## EXERCISE
Starting from the line that contains "Annotate the fingers", give back every line through the end of the listing exactly as written and no other line.

________________________________________

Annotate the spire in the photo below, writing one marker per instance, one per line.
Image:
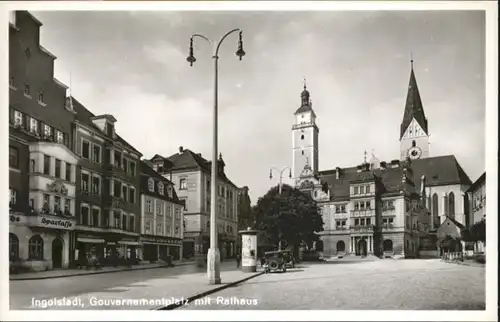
(413, 107)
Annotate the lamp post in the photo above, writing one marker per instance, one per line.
(280, 188)
(213, 257)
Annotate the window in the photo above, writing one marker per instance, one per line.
(116, 219)
(13, 157)
(124, 192)
(96, 185)
(18, 118)
(33, 125)
(85, 149)
(58, 168)
(132, 168)
(59, 137)
(95, 217)
(124, 222)
(68, 172)
(46, 165)
(13, 196)
(149, 205)
(47, 131)
(35, 248)
(182, 184)
(57, 204)
(131, 220)
(117, 188)
(13, 247)
(84, 215)
(131, 197)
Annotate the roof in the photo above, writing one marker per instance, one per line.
(479, 182)
(189, 160)
(84, 116)
(413, 108)
(439, 171)
(390, 180)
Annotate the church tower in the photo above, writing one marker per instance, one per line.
(414, 136)
(304, 137)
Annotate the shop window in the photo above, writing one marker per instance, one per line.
(35, 248)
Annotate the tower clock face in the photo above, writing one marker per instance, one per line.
(414, 152)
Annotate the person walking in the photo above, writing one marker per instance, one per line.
(238, 260)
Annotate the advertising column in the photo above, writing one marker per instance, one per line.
(248, 250)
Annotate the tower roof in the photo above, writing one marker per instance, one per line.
(413, 108)
(306, 104)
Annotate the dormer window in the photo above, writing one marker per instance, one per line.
(151, 185)
(27, 90)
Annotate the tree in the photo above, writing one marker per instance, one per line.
(292, 217)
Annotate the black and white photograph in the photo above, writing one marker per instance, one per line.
(289, 160)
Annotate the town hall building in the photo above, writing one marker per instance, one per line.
(389, 209)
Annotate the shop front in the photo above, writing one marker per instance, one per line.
(104, 249)
(156, 248)
(40, 242)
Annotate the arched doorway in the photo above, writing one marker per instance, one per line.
(387, 245)
(362, 247)
(340, 246)
(57, 249)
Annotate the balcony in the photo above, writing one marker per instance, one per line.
(365, 228)
(363, 213)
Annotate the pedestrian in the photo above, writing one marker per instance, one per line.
(238, 260)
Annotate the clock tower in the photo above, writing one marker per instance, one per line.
(414, 135)
(305, 135)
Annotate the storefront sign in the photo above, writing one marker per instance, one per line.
(53, 222)
(161, 240)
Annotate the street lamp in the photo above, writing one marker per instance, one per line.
(213, 257)
(280, 187)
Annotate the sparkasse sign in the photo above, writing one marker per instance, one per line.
(56, 223)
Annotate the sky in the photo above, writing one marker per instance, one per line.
(357, 65)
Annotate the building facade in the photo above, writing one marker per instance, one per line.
(386, 208)
(162, 217)
(190, 173)
(108, 208)
(41, 162)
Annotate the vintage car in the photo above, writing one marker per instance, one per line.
(275, 261)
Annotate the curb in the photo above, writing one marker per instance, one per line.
(465, 264)
(174, 306)
(92, 273)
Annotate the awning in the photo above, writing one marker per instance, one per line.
(90, 240)
(125, 242)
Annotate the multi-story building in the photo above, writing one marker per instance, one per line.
(190, 173)
(42, 165)
(395, 216)
(108, 210)
(477, 206)
(162, 222)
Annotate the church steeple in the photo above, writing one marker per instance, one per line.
(413, 108)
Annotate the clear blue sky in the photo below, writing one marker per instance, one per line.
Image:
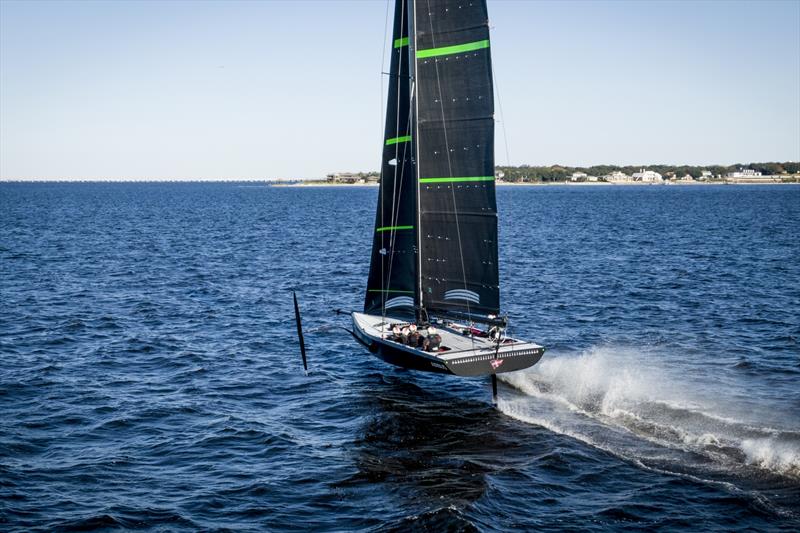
(267, 89)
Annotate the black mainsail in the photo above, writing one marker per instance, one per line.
(435, 244)
(434, 250)
(392, 282)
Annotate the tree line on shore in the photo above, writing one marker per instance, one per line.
(556, 173)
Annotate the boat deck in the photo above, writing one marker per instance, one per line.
(457, 343)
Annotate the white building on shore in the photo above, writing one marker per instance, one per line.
(744, 173)
(617, 177)
(578, 176)
(647, 176)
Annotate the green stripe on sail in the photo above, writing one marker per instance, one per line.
(450, 180)
(390, 290)
(393, 228)
(456, 49)
(395, 140)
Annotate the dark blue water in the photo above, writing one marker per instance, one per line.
(150, 376)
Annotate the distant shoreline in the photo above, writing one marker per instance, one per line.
(266, 183)
(551, 184)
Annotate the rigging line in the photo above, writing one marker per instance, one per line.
(502, 118)
(449, 162)
(395, 195)
(396, 213)
(383, 67)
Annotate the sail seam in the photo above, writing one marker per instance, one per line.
(456, 179)
(455, 49)
(393, 228)
(390, 290)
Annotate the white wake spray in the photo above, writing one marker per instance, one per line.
(627, 402)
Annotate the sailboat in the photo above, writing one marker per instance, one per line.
(433, 297)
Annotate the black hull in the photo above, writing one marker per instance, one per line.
(398, 357)
(471, 365)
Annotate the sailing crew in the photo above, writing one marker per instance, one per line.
(432, 341)
(413, 336)
(404, 335)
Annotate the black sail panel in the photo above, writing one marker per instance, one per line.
(455, 144)
(392, 274)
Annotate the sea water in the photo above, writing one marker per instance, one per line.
(151, 377)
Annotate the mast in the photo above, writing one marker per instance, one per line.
(412, 56)
(391, 283)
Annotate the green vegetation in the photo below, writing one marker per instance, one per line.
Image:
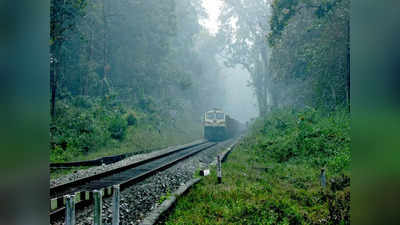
(273, 175)
(89, 129)
(297, 51)
(128, 76)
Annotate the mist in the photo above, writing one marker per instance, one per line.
(240, 101)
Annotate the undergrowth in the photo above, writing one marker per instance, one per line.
(88, 128)
(273, 175)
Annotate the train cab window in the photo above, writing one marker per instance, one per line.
(210, 116)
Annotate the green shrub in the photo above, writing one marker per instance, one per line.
(117, 127)
(131, 119)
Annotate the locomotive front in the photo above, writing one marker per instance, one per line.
(215, 125)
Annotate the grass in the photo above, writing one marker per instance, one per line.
(271, 178)
(139, 139)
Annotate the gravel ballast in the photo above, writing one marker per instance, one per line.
(140, 199)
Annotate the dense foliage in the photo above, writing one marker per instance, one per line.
(273, 175)
(298, 52)
(112, 59)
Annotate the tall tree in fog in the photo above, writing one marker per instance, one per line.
(244, 25)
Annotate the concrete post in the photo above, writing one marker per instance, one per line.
(115, 205)
(323, 178)
(70, 210)
(219, 169)
(97, 207)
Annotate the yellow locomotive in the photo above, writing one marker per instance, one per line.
(218, 126)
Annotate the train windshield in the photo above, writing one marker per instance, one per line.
(210, 116)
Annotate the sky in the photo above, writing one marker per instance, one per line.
(213, 9)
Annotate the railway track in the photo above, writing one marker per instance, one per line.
(124, 176)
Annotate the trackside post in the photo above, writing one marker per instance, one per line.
(219, 169)
(70, 210)
(115, 205)
(97, 207)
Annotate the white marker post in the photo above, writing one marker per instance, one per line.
(115, 205)
(219, 169)
(97, 207)
(70, 210)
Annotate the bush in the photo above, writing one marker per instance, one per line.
(118, 128)
(131, 119)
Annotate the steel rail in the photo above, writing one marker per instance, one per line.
(59, 212)
(61, 190)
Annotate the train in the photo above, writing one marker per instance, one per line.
(218, 126)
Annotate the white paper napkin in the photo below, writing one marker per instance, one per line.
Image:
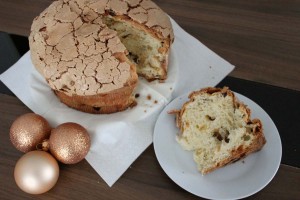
(119, 138)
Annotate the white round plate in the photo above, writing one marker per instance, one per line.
(238, 180)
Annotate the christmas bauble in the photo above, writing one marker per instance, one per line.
(28, 130)
(36, 172)
(69, 143)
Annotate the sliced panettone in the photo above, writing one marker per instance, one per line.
(91, 51)
(217, 128)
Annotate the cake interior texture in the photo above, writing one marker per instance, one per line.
(144, 49)
(214, 127)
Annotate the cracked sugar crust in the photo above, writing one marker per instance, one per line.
(78, 54)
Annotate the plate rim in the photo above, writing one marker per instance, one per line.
(241, 98)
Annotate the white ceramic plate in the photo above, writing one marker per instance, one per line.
(238, 180)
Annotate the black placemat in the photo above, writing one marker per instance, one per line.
(282, 105)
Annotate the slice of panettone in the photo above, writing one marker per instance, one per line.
(217, 127)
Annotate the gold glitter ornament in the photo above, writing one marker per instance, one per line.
(36, 172)
(28, 130)
(69, 143)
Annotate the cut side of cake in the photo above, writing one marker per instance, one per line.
(91, 52)
(217, 127)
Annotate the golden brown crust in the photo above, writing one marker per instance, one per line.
(115, 101)
(84, 61)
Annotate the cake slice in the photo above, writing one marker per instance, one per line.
(217, 127)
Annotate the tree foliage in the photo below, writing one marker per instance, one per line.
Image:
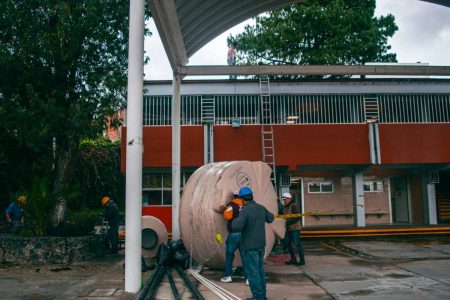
(98, 173)
(315, 32)
(63, 70)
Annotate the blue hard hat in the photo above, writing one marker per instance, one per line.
(245, 191)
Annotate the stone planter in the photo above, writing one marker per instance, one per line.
(49, 250)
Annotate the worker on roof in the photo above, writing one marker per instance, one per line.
(293, 227)
(230, 212)
(111, 214)
(231, 56)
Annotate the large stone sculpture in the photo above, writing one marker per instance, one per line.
(203, 228)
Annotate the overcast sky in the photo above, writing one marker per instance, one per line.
(423, 36)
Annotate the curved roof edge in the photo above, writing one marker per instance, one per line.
(187, 25)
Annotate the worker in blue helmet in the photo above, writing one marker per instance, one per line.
(251, 221)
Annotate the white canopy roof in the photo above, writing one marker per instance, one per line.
(187, 25)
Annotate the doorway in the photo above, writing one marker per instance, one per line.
(297, 194)
(400, 200)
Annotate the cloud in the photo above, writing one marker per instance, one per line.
(423, 35)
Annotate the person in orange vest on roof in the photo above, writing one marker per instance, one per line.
(293, 227)
(230, 212)
(231, 56)
(111, 214)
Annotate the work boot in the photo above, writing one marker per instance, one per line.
(291, 262)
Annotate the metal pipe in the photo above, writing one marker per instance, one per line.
(195, 292)
(134, 148)
(173, 287)
(176, 146)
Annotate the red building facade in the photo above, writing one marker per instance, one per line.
(381, 146)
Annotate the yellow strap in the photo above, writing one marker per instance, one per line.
(219, 238)
(289, 216)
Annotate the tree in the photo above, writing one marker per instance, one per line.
(63, 70)
(329, 32)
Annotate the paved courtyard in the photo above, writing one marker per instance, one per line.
(394, 268)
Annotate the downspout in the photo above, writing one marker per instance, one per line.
(134, 148)
(176, 145)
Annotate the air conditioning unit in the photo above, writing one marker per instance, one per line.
(285, 180)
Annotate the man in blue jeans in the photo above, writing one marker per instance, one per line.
(251, 222)
(231, 212)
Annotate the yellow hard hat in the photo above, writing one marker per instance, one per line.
(22, 199)
(105, 200)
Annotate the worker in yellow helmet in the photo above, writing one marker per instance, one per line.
(111, 214)
(230, 212)
(14, 213)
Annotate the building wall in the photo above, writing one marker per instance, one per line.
(158, 146)
(336, 207)
(377, 203)
(416, 193)
(414, 143)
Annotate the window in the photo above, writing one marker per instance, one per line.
(157, 188)
(373, 186)
(320, 187)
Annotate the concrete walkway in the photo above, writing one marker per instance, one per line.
(339, 269)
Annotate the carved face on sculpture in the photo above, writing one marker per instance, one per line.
(203, 227)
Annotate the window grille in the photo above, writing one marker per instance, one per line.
(305, 109)
(433, 177)
(208, 110)
(285, 180)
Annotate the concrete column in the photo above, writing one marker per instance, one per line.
(431, 197)
(176, 147)
(359, 209)
(134, 148)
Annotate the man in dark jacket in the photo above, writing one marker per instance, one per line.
(251, 221)
(111, 214)
(293, 227)
(231, 212)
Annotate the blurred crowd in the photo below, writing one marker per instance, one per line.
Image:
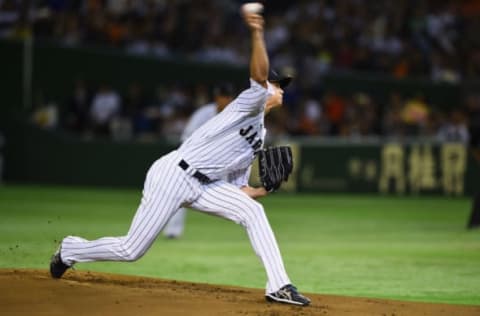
(433, 39)
(101, 111)
(428, 38)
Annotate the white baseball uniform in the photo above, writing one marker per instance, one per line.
(225, 146)
(176, 224)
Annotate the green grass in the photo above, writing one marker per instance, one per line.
(372, 246)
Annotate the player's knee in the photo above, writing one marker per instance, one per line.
(254, 212)
(131, 254)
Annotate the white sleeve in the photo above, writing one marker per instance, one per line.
(196, 120)
(240, 177)
(253, 99)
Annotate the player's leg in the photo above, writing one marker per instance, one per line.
(176, 224)
(166, 189)
(223, 199)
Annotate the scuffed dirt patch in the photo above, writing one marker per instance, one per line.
(33, 292)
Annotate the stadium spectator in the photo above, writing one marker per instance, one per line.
(106, 104)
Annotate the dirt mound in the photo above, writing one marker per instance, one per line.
(33, 292)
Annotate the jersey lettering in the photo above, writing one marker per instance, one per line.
(244, 132)
(257, 143)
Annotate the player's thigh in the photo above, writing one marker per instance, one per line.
(226, 200)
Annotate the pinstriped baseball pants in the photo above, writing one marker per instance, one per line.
(167, 188)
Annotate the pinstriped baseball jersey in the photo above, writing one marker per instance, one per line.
(223, 147)
(228, 142)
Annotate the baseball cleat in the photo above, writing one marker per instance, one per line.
(57, 267)
(289, 295)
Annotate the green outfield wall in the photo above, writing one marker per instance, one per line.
(36, 156)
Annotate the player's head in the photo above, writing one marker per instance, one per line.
(223, 94)
(279, 82)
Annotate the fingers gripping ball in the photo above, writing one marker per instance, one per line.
(275, 165)
(253, 7)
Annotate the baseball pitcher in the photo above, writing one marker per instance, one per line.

________________________________________

## SOLVED PROBLEM
Annotate the fingers gripping ball in the photo above, writing one marker per instance, one per line.
(275, 165)
(253, 7)
Annotate the baseball pitcher in the photo above, writing one marker per instance, one per line.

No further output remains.